TASK: The copy you give must match the listing below exactly and contain no pictures.

ENTRIES SUPPLIED:
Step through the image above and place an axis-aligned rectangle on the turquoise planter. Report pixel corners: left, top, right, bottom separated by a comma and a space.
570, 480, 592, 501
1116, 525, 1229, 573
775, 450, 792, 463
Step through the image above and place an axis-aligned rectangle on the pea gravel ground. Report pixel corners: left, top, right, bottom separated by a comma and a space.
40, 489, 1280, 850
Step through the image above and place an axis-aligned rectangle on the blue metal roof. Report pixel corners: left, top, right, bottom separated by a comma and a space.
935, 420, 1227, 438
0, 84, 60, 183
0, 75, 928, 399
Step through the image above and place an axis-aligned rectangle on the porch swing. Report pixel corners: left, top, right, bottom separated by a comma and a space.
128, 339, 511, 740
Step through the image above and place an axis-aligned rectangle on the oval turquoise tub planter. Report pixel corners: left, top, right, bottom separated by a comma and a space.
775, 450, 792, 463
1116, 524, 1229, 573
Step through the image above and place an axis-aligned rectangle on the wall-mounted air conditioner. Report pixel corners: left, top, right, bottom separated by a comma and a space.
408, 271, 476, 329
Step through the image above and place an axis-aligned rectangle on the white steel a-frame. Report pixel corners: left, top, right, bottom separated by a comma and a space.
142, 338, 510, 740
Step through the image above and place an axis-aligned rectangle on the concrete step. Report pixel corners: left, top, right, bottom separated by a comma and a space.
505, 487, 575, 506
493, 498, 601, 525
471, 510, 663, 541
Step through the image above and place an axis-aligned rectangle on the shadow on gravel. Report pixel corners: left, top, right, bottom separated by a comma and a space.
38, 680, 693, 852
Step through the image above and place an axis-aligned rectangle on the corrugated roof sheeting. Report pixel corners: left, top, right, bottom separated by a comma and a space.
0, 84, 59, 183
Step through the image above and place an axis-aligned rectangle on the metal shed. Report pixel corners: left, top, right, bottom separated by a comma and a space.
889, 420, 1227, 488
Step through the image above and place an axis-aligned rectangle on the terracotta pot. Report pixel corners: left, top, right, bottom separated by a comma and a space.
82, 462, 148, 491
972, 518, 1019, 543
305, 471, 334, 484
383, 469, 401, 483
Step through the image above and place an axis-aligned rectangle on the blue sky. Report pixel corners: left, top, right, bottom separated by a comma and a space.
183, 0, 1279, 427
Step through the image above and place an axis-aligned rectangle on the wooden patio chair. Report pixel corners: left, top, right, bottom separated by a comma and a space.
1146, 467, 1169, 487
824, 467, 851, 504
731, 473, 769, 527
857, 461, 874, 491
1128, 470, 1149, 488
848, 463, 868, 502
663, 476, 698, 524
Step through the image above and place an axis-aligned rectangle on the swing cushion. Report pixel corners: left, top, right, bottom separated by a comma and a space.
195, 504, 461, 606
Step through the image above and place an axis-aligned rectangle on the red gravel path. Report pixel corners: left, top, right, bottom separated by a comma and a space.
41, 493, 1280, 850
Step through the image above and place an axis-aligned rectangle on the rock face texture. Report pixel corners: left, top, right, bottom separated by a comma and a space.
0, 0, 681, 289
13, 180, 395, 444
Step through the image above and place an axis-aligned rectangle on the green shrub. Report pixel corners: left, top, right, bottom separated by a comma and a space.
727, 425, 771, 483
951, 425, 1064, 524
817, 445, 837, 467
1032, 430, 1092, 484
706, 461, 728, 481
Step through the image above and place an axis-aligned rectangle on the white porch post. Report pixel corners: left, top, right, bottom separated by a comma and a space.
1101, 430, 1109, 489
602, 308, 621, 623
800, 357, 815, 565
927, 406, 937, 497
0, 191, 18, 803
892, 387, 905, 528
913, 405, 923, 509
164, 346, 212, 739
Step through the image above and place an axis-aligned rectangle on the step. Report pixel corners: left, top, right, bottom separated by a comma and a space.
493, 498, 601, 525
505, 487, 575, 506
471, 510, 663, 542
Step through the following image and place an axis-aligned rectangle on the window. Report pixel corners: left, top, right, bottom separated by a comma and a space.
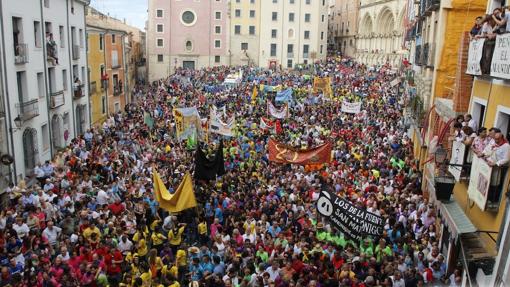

REPLY TO THE TASK:
Step through the image above and place an axis-aligned rectangle on the turquoise planter. Report pixel corners: left, top, right, bottom separated by a comma and a space.
570, 480, 592, 501
1116, 525, 1229, 573
775, 450, 792, 463
Step through the image above and place an axis-aligned rectangle on the pea gravel ground. Report pixel corners: left, top, right, bottom separated by a comma and a space.
40, 489, 1280, 850
Step through the image above and place an axis-aligned rectangle on the blue metal roof. Report pixel corners: left, top, right, bottom separated by a comma and a space.
935, 420, 1227, 438
0, 84, 60, 183
0, 75, 928, 399
Step through the image above and place an axis-aligned rectangle on the porch swing. Report pixel corners: left, top, right, bottom separated by a comma and a space.
128, 339, 511, 740
Step through the image above and place an axis-aligned rectangle on the oval turquoise tub planter. Report pixel corners: left, top, right, bottom separated by a comma and a space.
775, 450, 792, 463
1116, 524, 1229, 573
Step through the image above and place an axis-aligned rectangle on the wall-mounted air conditioner. Report pixel corners: left, top, right, bottom separated by a comma and a space.
408, 271, 476, 329
Step through the image above and place an axis-aligned rectangle on the white steel a-frame. Report pixel corners: left, top, right, bottom separated by a comma and a space.
142, 338, 510, 740
Step through the image above and place an axis-aligned rectangle on the concrete step. Report pixel corners: left, top, right, bottom separated by a comma and a space.
505, 487, 575, 506
493, 498, 601, 525
471, 510, 663, 541
Step through the image above and place an axis-aligned rectangle on the shadow on gravel. Report pixel corners: left, top, right, bottom separated by a comma and a space.
38, 680, 693, 852
Step through the image above and place an axis-aligned rectangle on the corrugated roof sheeting. Report pixel corners: left, top, right, bottom separated by a comma and a space.
0, 84, 59, 183
Step through the image above and place an axis-aligned rectangle on the metal shed. Report pixel corners: left, top, right, bottom separated by a comma and a space.
889, 420, 1227, 488
Step through the image above and place an axis-aligned rectangle on the terracotta pot. Report pixel corners: left, top, right, bottom separated by a comma and a space.
82, 462, 148, 491
972, 518, 1019, 543
305, 471, 334, 484
383, 469, 401, 483
Step through the image above and place an axis-aligned rectangle on the blue sky. Report pixel corners: left, top, right, bottom separated by a comma and a space.
183, 0, 1279, 427
Step through the image above and place an axis-aligned rectangle on the wooden patio chair. Report pixel corners: left, top, right, bottom separated by a comma and a space.
1146, 467, 1169, 487
824, 467, 851, 504
731, 473, 769, 527
857, 461, 874, 491
1128, 470, 1149, 488
848, 463, 868, 502
663, 476, 698, 524
Step through the image above and place an axis-aligned rectangle on the swing cushion. Report pixel corners: left, top, right, bottom separated by a comma and a space.
195, 504, 461, 606
Step through the image above and place an axis-aligned rectangle on the red gravel path. Report pixel corners: left, top, right, bottom separated by a comma and a space.
41, 493, 1280, 850
Step through the image above and place an axis-aligned rectangle on the rock face texture. Report pixel corners: left, top, right, bottom separated by a comma and a space.
0, 0, 681, 289
13, 180, 395, 444
Step through the image above and place an axis-aligned rectangle on the green shrub. Report pixel corners: left, top, right, bottom separated by a comma and a space.
727, 425, 771, 483
951, 425, 1064, 524
817, 445, 837, 467
1032, 430, 1092, 484
706, 461, 728, 481
Step through the image above and place an axis-aligned rectangle on the white porch post. Report pixel corners: left, top, right, bottom separated by a comma and a space.
1101, 430, 1109, 489
602, 308, 621, 623
800, 357, 815, 565
927, 406, 937, 497
0, 191, 18, 803
892, 387, 905, 528
913, 405, 923, 509
164, 346, 212, 739
Step through the image above and place an axis-aligned rectangle on the step. Report pixel corners: left, top, right, bottom separated by a comma and a space.
493, 498, 601, 525
505, 487, 575, 506
471, 510, 663, 542
Step through the following image and place an axis-aligned rectangle on the window. Report pixel corners: left, top, right, bottom separated by a comma and a space.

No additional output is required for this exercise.